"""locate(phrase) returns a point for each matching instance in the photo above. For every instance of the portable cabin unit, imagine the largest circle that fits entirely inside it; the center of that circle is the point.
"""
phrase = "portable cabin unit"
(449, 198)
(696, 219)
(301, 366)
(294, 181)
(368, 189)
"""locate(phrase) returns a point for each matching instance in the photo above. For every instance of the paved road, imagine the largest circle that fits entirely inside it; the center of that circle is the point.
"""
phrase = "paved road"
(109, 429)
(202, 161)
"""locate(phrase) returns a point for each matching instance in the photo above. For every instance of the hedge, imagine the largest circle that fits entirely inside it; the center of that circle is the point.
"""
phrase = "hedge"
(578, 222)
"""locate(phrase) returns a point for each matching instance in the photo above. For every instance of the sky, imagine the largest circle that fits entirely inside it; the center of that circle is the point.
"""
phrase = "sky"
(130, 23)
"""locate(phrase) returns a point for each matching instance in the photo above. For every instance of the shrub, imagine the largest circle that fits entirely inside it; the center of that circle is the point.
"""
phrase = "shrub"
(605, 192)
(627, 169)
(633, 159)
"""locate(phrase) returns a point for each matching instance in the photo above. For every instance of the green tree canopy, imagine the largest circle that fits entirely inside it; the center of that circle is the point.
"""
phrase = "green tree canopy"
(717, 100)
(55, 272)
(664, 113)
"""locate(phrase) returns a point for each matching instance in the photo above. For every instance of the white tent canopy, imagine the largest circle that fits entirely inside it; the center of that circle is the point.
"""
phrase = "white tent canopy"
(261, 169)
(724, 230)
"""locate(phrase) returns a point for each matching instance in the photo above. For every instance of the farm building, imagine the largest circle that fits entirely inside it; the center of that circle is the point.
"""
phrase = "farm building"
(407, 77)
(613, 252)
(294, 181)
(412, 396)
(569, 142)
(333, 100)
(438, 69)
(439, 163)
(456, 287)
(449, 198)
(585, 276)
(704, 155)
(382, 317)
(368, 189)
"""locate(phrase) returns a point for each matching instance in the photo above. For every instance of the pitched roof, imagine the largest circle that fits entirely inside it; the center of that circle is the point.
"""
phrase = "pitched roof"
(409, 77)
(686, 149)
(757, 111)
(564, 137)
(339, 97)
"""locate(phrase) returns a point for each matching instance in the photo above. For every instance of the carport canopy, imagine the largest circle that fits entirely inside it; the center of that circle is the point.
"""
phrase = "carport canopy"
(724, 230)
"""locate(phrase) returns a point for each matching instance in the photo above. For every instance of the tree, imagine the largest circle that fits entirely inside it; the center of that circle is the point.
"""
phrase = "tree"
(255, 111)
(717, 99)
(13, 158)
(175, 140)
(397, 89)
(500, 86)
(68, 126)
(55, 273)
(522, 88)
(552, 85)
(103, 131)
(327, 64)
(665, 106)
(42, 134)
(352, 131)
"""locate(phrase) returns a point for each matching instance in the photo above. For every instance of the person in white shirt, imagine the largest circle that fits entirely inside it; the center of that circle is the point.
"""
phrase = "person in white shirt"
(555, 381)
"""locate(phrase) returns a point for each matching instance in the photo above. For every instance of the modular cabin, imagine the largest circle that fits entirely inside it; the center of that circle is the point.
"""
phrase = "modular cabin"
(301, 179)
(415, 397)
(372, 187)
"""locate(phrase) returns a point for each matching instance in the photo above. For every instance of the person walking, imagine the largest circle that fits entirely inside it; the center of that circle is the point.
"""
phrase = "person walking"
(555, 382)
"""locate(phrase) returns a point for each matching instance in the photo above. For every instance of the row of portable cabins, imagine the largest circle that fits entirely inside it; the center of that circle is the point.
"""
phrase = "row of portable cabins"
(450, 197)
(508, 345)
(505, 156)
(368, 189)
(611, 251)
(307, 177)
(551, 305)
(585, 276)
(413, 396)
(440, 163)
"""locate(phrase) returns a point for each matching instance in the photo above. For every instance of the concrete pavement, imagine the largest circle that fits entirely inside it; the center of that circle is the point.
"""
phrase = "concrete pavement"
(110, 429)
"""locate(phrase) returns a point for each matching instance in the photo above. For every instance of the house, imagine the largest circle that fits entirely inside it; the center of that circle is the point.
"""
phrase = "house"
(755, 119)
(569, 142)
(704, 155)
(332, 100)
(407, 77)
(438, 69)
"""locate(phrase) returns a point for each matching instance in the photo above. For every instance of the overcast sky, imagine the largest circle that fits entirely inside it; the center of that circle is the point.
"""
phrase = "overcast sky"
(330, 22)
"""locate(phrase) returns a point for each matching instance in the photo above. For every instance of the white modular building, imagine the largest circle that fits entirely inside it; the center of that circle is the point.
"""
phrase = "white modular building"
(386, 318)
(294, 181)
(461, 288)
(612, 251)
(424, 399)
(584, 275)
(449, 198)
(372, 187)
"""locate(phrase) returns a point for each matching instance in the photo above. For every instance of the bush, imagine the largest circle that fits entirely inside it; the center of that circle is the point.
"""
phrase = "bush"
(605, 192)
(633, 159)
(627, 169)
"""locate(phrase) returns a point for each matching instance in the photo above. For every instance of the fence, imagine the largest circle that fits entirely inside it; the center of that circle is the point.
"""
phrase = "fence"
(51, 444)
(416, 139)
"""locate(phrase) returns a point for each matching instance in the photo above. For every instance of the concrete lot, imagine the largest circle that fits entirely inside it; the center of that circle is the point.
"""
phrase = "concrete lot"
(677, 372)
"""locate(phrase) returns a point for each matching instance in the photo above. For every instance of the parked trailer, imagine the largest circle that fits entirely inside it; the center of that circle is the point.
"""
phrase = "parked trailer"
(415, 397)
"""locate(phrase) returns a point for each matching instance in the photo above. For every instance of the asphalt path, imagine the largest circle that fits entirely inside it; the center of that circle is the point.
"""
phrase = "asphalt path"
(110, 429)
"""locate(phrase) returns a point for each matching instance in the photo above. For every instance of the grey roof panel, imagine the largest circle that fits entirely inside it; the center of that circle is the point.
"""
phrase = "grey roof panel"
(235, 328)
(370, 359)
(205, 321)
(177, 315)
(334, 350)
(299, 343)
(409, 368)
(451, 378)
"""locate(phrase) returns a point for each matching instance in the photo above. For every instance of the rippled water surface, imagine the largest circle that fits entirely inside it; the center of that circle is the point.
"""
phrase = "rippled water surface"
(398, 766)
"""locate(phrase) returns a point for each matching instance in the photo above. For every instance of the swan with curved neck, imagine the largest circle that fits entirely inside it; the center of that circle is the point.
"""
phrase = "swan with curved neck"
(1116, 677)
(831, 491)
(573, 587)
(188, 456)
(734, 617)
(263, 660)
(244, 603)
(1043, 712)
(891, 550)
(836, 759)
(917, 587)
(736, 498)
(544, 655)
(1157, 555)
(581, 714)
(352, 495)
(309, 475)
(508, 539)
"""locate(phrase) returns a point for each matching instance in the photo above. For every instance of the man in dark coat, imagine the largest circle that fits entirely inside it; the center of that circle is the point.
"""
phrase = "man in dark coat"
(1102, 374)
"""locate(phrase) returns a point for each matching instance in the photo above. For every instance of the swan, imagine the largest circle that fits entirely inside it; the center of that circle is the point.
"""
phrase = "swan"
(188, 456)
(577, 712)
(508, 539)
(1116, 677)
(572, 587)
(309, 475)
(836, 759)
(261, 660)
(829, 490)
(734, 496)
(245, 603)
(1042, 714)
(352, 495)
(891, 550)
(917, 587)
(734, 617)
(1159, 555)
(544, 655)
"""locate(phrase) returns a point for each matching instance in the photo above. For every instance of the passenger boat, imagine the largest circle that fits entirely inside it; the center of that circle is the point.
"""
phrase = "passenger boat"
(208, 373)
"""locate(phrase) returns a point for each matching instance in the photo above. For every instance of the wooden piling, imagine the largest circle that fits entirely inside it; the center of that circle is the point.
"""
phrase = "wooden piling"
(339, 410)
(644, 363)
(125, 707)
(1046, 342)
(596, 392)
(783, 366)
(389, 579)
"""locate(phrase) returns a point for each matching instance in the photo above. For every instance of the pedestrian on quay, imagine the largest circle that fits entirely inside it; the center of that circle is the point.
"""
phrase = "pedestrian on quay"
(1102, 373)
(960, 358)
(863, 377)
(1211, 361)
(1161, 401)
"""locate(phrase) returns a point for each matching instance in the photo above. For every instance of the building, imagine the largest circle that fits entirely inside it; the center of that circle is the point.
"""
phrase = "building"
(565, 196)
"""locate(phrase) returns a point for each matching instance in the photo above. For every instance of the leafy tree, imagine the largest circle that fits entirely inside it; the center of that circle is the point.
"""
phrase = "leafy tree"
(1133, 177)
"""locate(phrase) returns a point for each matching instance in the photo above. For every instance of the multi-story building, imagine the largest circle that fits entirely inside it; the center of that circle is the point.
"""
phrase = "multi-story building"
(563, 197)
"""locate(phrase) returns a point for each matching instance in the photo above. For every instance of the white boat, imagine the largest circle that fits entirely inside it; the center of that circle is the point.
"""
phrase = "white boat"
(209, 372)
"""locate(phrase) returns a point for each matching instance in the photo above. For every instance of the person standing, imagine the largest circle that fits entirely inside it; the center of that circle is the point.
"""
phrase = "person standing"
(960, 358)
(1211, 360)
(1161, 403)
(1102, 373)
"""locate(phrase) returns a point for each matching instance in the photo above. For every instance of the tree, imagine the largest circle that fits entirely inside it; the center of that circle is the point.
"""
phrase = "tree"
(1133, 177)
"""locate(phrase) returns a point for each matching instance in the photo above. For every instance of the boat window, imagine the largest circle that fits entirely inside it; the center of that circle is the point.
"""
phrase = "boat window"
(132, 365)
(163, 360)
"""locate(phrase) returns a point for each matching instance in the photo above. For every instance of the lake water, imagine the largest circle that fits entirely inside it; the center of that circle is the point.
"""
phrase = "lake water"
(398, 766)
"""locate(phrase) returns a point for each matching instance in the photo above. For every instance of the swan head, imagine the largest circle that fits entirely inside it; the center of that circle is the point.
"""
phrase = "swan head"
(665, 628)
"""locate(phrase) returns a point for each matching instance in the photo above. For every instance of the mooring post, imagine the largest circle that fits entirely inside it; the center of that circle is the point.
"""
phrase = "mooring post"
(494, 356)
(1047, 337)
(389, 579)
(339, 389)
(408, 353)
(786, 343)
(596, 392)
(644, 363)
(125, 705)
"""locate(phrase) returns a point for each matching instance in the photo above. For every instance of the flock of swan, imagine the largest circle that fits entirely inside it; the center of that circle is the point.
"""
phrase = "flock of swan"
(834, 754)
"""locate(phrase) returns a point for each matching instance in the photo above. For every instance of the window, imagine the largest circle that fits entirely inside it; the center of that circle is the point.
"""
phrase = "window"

···

Reproduce every line from the one containing "of the boat" through the end of the entries, requests included, with each answer coordinate multiplied by 0.45 and rounded to a whole number, halves rounding up. Output only those lines.

"""locate(phrase) returns a point for each matching instance in the photo above. For every instance of the boat window, imagine the largest circle that fits entirely inside it; the center of that circle is the point.
"""
phrase = "boat window"
(59, 164)
(73, 162)
"""locate(phrase) returns a point for each matching instance in the photo above. For every instance of the lake water, imagine the largest circle that fits entirely inside it; the center of that circle is the point.
"""
phrase = "lake water"
(179, 345)
"""locate(phrase) returns a point for each matching instance in the photo above. For every instance of the swan head, imagine the largest circle that fits entirely inside it; the center of that circle is the point.
"""
phrase = "swan head"
(299, 283)
"""locate(phrase) returns a point for each matching instance in the photo above. For every instance of the mooring post, imagine the largest circle that fits entirely inside it; the center of that circle is the point.
"""
phrase = "mooring post"
(222, 160)
(471, 152)
(175, 261)
(153, 175)
(184, 159)
(354, 154)
(268, 176)
(290, 163)
(56, 317)
"""locate(phrase) returns a point for each matching instance in the photo above. For every instance of the flock of swan, imagine the largest circle that fits entirely inside it; the center of that circle is the point.
"""
phrase = "flock of swan"
(375, 339)
"""locate(phrase) returns a point for each matching instance in the photo above. For every instance of the window, imagine the largest circle that fits entirely inside it; the center of that circle is the point.
"""
phrase = "window"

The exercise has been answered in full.